Physical characteristics
- • location: Guilford, Connecticut, New Haven County, Connecticut, United States
- • coordinates: 41°24′25″N 72°42′19″W﻿ / ﻿41.40694°N 72.70528°W
- • elevation: 335 ft (102 m)
- Mouth: Mattabesset River
- • location: Middletown, CT, Connecticut
- • coordinates: 41°34′42″N 72°39′30″W﻿ / ﻿41.57833°N 72.65833°W
- • elevation: 20 ft (6.1 m)
- Length: 16.1 mi (25.9 km)
- Basin size: 39 mi^{2} (100 km^{2})
- • location: Middletown, CT

= Coginchaug River =

The Coginchaug River in Connecticut, with a watershed including 39 sq mi of forests, pastures, farmland, industrial, and commercial areas, is the main tributary of the Mattabesset River. It is 16.1 mi long, and the river flows northwards from a point approximately 1.8 mi south of the Durham line in Guilford, Connecticut, into Durham and then Middlefield, meeting the Mattabesset in Middletown, about 0.8 mi upstream of the Connecticut River. The name "Coginchaug" comes from a local Native American name for the Durham area and it was the original name for the town. It has been said to mean "The Great Swamp."

Record excerpts:
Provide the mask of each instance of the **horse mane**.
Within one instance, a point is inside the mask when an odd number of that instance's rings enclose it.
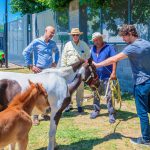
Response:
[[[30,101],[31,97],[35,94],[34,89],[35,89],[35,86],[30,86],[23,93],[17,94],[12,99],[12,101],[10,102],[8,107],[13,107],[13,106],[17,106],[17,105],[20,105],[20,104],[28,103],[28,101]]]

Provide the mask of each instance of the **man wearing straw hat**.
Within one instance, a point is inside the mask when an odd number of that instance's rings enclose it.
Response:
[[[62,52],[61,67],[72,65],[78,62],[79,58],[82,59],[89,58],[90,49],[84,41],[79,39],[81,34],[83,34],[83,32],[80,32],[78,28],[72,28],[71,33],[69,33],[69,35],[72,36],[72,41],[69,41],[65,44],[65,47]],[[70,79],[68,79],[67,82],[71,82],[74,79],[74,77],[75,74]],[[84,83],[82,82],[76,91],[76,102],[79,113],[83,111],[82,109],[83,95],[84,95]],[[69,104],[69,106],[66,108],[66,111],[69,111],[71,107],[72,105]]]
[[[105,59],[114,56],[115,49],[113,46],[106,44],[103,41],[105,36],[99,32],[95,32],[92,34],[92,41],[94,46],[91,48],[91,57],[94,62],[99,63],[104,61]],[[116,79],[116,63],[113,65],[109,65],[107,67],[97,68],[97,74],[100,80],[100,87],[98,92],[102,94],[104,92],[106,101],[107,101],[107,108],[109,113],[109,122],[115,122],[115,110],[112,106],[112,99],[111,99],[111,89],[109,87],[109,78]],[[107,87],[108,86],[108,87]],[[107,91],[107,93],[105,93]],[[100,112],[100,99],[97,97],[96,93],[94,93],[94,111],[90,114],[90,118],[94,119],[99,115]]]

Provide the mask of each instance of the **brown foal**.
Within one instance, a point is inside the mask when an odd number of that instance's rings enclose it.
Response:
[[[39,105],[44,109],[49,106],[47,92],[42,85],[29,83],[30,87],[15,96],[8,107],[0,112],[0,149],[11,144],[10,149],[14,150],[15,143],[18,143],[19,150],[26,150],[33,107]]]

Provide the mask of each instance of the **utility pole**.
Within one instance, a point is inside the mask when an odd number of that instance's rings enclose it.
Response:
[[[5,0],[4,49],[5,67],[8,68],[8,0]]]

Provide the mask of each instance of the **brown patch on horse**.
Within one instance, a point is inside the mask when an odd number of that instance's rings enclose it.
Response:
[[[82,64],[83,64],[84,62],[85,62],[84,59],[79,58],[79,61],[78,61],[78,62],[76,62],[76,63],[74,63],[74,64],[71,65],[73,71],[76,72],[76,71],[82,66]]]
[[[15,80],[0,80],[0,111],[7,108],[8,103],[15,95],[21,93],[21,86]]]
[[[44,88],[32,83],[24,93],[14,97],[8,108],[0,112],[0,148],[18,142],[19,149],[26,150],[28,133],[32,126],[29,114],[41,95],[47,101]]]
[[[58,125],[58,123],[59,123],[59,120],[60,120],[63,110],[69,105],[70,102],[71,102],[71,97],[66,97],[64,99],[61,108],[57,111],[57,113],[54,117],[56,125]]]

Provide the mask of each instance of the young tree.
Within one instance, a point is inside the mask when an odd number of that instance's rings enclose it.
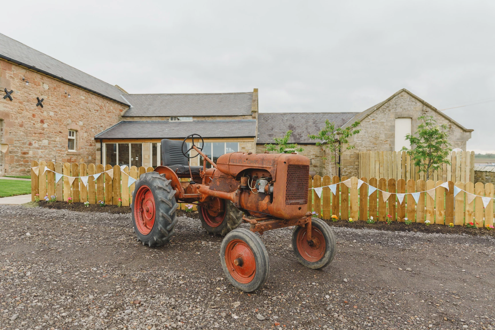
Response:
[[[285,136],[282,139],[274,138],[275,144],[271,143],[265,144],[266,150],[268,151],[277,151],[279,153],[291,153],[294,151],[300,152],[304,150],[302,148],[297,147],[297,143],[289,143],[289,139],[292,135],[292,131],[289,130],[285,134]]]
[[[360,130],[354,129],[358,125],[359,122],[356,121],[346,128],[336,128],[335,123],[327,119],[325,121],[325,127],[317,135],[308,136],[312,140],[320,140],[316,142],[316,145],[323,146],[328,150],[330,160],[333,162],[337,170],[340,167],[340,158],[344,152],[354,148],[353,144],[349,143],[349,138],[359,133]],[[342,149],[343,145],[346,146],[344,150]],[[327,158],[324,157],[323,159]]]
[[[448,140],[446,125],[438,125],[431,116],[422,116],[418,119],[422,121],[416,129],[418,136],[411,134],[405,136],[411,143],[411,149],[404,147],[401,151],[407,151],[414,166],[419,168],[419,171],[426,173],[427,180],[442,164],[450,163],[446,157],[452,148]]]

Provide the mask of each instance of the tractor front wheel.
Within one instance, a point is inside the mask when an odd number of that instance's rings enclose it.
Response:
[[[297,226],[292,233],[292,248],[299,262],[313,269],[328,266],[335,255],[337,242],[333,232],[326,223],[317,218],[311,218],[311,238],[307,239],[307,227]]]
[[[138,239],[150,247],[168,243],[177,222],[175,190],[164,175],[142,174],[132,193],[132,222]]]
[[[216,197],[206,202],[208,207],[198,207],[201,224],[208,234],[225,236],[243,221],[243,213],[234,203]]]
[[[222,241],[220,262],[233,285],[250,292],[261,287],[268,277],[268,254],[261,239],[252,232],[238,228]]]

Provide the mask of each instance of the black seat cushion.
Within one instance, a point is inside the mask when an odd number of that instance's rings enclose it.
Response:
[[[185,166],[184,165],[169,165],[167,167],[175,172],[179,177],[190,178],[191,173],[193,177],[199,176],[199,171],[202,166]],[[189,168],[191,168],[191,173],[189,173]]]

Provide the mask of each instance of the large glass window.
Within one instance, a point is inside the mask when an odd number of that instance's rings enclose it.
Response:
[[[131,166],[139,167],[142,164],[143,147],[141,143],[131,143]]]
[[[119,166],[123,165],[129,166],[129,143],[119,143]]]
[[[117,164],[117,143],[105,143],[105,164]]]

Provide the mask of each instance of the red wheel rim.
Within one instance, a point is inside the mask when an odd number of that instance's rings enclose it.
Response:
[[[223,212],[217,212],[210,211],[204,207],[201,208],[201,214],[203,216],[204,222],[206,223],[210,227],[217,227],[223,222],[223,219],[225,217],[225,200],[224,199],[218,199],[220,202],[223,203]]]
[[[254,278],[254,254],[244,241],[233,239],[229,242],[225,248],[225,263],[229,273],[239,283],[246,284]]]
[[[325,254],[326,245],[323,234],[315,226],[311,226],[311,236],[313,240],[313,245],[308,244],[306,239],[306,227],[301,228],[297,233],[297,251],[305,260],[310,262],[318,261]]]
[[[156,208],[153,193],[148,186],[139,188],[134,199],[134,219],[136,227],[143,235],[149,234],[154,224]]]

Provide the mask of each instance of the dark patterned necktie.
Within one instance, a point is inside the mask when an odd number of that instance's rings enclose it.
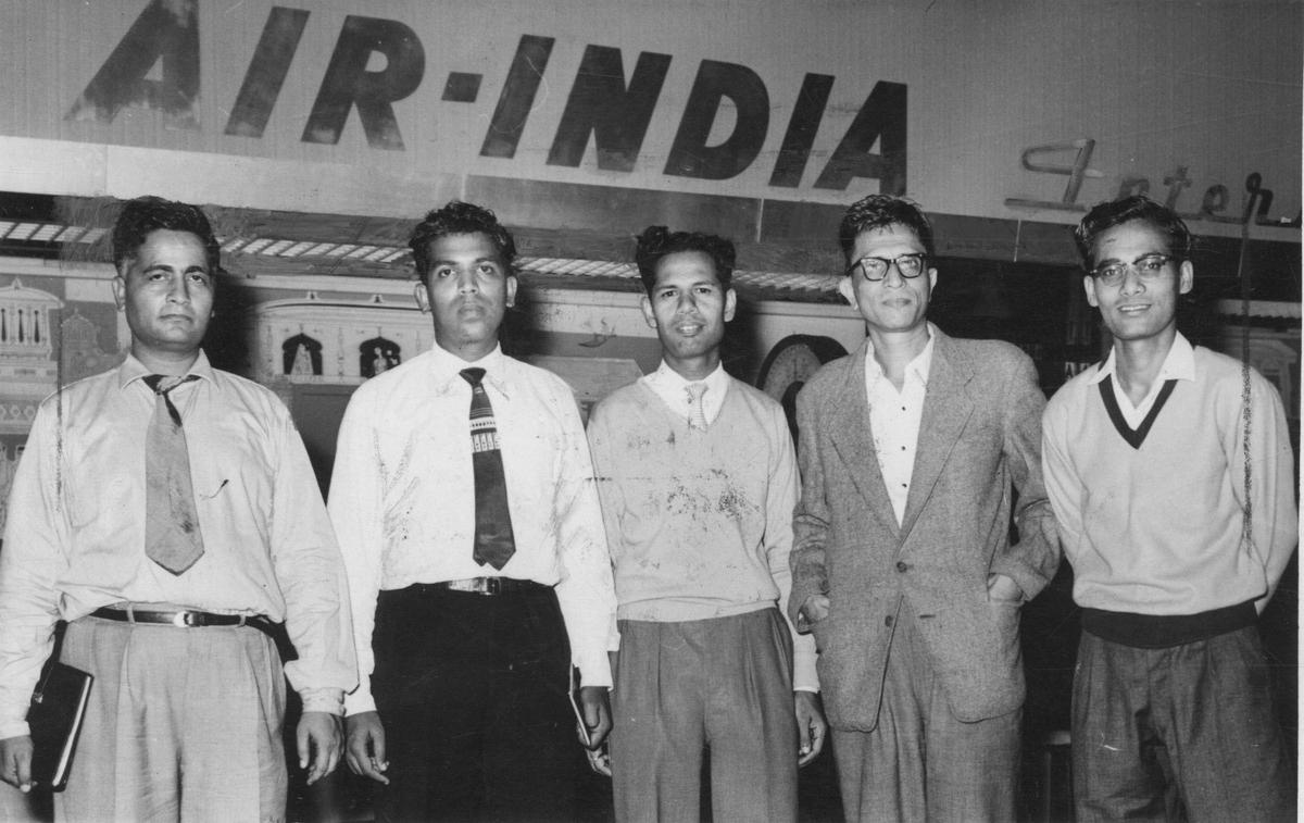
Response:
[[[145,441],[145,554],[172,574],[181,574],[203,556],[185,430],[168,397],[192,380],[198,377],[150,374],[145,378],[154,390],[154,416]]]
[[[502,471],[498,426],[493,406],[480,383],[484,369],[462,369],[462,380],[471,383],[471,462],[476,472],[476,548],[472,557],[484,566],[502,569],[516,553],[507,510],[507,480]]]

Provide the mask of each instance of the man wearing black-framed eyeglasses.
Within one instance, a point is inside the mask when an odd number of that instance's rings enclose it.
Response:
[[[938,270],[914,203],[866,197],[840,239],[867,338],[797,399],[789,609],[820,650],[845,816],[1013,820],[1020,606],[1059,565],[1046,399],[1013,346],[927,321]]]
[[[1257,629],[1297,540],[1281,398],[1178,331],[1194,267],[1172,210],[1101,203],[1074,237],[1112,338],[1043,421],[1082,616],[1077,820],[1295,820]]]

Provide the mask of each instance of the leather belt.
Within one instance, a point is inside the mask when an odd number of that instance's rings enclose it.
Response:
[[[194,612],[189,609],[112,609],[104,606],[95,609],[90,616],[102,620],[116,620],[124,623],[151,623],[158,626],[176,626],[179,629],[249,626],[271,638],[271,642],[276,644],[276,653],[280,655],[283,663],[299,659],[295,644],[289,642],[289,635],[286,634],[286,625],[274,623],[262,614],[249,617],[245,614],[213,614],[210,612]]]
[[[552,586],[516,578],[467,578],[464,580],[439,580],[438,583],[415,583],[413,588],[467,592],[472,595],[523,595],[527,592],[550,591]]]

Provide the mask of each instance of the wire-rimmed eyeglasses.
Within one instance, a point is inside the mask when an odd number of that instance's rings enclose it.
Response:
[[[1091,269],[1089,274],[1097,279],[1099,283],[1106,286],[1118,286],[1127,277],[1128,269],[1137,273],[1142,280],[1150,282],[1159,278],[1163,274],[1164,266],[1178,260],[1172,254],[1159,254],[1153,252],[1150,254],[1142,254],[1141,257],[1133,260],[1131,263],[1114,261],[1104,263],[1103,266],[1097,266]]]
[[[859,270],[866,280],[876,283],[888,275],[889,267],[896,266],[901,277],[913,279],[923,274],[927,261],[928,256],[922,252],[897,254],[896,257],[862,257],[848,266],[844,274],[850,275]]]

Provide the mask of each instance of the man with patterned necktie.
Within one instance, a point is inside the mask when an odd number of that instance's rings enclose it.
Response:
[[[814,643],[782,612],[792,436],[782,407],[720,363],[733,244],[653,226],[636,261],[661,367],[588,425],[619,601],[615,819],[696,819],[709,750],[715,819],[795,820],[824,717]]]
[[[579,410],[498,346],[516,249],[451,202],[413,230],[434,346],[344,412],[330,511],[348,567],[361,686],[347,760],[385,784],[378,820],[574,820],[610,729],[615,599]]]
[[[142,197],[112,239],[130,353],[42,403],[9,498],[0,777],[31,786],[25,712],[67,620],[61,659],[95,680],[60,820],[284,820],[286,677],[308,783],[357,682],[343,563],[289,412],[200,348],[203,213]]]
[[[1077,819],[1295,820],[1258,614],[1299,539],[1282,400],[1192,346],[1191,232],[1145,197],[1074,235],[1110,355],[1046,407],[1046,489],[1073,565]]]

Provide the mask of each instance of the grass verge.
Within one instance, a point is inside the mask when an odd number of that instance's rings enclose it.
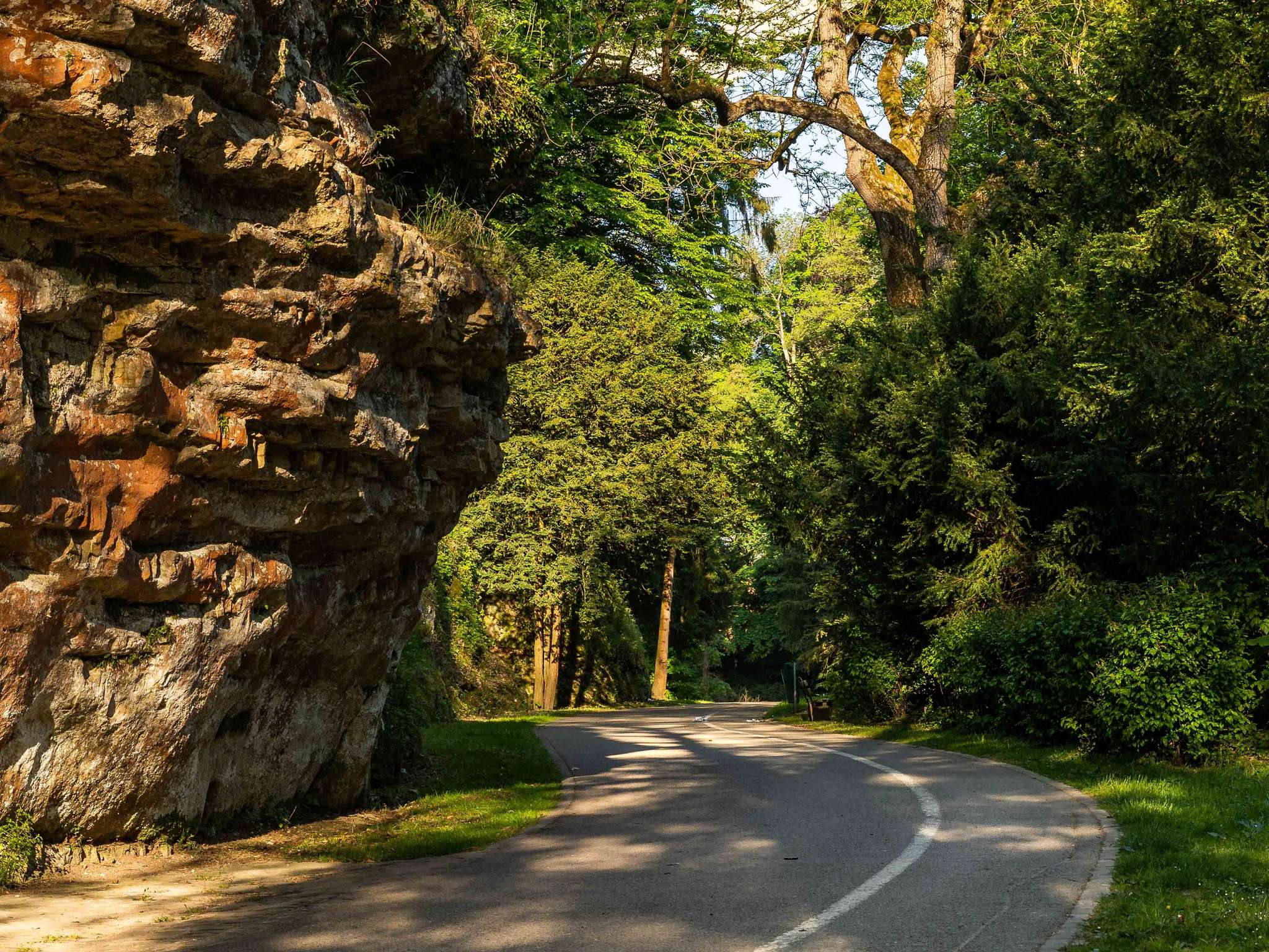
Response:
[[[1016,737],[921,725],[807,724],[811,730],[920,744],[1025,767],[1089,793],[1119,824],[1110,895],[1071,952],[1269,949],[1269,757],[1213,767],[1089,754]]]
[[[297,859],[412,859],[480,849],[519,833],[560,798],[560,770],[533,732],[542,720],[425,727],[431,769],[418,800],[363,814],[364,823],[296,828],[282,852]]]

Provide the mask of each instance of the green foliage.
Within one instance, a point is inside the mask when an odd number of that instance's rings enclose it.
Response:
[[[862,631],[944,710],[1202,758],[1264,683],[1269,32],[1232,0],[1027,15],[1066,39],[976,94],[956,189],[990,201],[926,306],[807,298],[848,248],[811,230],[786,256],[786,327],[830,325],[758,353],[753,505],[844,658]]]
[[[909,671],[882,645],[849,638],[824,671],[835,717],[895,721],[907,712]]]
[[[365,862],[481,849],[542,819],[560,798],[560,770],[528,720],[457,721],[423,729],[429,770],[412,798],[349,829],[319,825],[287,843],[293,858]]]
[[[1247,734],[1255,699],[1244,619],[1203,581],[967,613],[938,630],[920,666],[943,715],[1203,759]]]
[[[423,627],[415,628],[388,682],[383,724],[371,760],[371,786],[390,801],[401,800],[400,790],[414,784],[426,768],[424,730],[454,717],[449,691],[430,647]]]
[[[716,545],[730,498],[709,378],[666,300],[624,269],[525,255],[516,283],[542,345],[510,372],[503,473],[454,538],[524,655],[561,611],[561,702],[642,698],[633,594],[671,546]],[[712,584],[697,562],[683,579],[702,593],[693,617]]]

Parts of the exercise:
A – Reproduce everything in the Coginchaug River text from "Physical characteristics" down to "335 ft (102 m)".
B – State whether each statement agrees with the Coginchaug River text, answering yes or no and quoting the deciding words: (i) The Coginchaug River is the main tributary of the Mattabesset River. (ii) The river flows southwards into Guilford. (iii) The river meets the Mattabesset about 0.8 mi upstream of the Connecticut River.

Answers for the exercise:
A –
Physical characteristics
- • location: Guilford, Connecticut, New Haven County, Connecticut, United States
- • coordinates: 41°24′25″N 72°42′19″W﻿ / ﻿41.40694°N 72.70528°W
- • elevation: 335 ft (102 m)

B –
(i) Yes: "is the main tributary of the Mattabesset River."
(ii) No: "the river flows northwards from a point approximately 1.8 mi south of the Durham line in Guilford, Connecticut."
(iii) Yes: "meeting the Mattabesset in Middletown, about 0.8 mi upstream of the Connecticut River."